Your instructions> Every line that appears in the listing is to be set down verbatim.

*** Record extracts ***

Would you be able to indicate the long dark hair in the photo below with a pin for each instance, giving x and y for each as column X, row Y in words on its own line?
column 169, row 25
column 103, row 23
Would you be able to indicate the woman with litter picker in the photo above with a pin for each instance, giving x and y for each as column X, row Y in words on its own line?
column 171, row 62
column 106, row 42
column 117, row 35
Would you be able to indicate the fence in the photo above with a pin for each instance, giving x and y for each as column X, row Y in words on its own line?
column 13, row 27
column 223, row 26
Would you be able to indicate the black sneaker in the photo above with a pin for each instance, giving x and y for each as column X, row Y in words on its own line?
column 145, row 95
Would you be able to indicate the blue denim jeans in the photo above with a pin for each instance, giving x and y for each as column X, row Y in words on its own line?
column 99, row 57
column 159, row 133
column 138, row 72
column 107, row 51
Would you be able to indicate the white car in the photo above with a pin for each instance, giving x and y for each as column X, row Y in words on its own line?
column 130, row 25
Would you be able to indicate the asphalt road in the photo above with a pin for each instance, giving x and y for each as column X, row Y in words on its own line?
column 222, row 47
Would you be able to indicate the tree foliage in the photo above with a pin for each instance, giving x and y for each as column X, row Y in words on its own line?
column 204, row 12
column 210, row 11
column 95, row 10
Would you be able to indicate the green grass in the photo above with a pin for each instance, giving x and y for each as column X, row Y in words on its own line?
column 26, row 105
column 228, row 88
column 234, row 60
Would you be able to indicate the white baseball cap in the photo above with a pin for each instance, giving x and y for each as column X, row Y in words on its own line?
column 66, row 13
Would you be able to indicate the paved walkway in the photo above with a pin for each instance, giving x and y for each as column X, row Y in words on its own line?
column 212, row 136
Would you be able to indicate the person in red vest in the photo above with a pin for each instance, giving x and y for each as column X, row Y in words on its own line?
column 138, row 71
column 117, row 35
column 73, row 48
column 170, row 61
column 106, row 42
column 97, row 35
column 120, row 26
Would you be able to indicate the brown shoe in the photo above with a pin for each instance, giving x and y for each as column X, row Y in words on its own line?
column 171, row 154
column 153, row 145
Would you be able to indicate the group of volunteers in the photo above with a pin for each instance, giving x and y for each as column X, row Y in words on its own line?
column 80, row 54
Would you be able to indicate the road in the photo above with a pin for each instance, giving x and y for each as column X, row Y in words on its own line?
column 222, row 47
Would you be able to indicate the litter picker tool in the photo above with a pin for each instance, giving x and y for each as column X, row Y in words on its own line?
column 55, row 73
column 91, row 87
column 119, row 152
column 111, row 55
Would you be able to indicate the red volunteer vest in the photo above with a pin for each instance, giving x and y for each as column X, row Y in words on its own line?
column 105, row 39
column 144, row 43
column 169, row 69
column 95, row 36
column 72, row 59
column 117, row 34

***

Answer to this task>
Would you be able to indicate the long dark hair in the photo below with a pin for each instance, giving x and y for each as column X, row Y in words on its own line?
column 169, row 25
column 103, row 23
Would you be able to indicate the woman with litter picker in the photo above with a pin for each instance, giving x and y for each as column X, row Y in words on its own line?
column 171, row 62
column 106, row 42
column 117, row 35
Would you be able to indicate the fence in the photo above with a pin for each instance, giving x and y for each as column X, row Y in words on its own line?
column 13, row 27
column 223, row 26
Would you be able to indicate the black sneaker in the photo above with a pin for each instance, giving x and y for each as column X, row Y in words on its own line?
column 145, row 95
Would you be able to indicate the blue denim jeans in the photo above with a pin for each instance, giving x and y for each as column X, row Y in words on its own line?
column 99, row 57
column 159, row 133
column 138, row 72
column 107, row 51
Would you be able to indicate the white car in the photo above with a pin for each instance, giving x and y for each as column X, row Y in words on its own line?
column 130, row 25
Would you be able to indicate the asphalt road in the photo above with a pin for each instance, giving x and y for each as column X, row Y in words on its own line?
column 222, row 47
Would you be able to indicate the tree foliage in the photo above with a pin for each instance, giving x and y for each as column X, row Y in words on its own line?
column 204, row 12
column 210, row 11
column 95, row 10
Would you be able to indicate the green grass in the photo above with a pin for each instance, giving x and y for each as column X, row Y in words on its own line?
column 26, row 105
column 228, row 88
column 234, row 60
Would you be able to indicate the white baseball cap in the photo above with a pin for each instance, giving x and y for each as column X, row Y in words on its own line?
column 66, row 13
Would you be able to indicate the paved walkway in the photo above with a pin for each instance, giving x and y for each as column X, row Y in words on its own line?
column 212, row 136
Would you be able to indicate the person in red vest in the photo above with a pin for each instance, giving x and y for each as column X, row Y in words on its own line?
column 138, row 71
column 117, row 35
column 73, row 48
column 170, row 61
column 106, row 42
column 97, row 35
column 120, row 26
Would you be able to indicate the brown shoe in the photo above with a pin for each instance, giving x and y for each as column X, row Y in words on its own line?
column 171, row 154
column 153, row 145
Would you be able to indicate the group of volunteers in the photo above with a pin for each instance, giving x and y for each as column X, row Y in words on its own line?
column 80, row 54
Would you be able to indicate the road in the photo above with a pin for each instance, giving x and y for each as column X, row Y in words on its own line?
column 222, row 47
Would you be able to indicate the litter picker tool in the photo above with a pin for each instance, giving x and y for each as column X, row Y in words on its own line?
column 55, row 73
column 91, row 87
column 119, row 152
column 111, row 55
Would you be able to indicate the red volunteer vest in the photo above with a pin for each instance, giving x and y for each as column X, row Y in words on its own line?
column 105, row 39
column 144, row 43
column 169, row 69
column 95, row 36
column 72, row 59
column 117, row 34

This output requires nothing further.